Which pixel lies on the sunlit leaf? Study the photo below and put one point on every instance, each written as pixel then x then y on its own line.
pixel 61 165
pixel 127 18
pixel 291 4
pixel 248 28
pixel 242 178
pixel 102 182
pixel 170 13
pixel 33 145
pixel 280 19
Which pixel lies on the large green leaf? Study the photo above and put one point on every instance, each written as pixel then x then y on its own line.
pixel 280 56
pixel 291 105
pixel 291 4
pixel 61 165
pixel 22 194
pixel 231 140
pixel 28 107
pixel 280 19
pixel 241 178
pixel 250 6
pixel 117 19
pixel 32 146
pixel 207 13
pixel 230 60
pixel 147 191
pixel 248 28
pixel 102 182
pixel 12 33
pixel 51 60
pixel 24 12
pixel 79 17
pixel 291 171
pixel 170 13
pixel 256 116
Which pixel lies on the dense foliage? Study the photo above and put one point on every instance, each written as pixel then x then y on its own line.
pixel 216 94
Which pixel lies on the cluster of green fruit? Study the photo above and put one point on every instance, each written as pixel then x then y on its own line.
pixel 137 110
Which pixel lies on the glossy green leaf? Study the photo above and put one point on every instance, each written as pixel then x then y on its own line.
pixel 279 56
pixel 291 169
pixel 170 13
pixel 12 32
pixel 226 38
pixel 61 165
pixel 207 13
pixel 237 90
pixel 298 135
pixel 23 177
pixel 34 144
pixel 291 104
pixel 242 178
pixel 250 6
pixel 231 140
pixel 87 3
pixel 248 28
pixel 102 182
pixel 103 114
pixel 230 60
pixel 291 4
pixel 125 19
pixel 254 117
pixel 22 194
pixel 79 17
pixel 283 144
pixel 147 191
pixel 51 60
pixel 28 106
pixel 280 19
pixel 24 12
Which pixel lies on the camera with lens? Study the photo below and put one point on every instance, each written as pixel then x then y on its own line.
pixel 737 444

══════════

INSTRUCTIONS FOR THE TASK => Reply with the lines from the one that contains "Which pixel lies on the cluster" through the last line of the material above, copied exactly and nothing else.

OUTPUT BELOW =>
Which pixel lies on the cluster of green fruit? Study the photo above and put one point on every instance, each written as pixel then x then y on its own line.
pixel 137 110
Which pixel lies on the glossy green leaf? Study the photo above and put one point on every instance, each written as pixel then x then y on its own line.
pixel 279 56
pixel 291 169
pixel 170 13
pixel 12 32
pixel 226 38
pixel 61 165
pixel 207 13
pixel 237 90
pixel 298 135
pixel 23 177
pixel 34 144
pixel 291 104
pixel 242 178
pixel 250 6
pixel 231 140
pixel 87 3
pixel 248 28
pixel 102 182
pixel 103 114
pixel 230 60
pixel 291 4
pixel 125 19
pixel 254 117
pixel 22 194
pixel 79 17
pixel 283 144
pixel 147 191
pixel 51 60
pixel 28 106
pixel 280 19
pixel 24 12
Which pixel lies on the camera with lens? Study the photo below and put one point on every instance, each written as pixel then x then y on its own line.
pixel 737 444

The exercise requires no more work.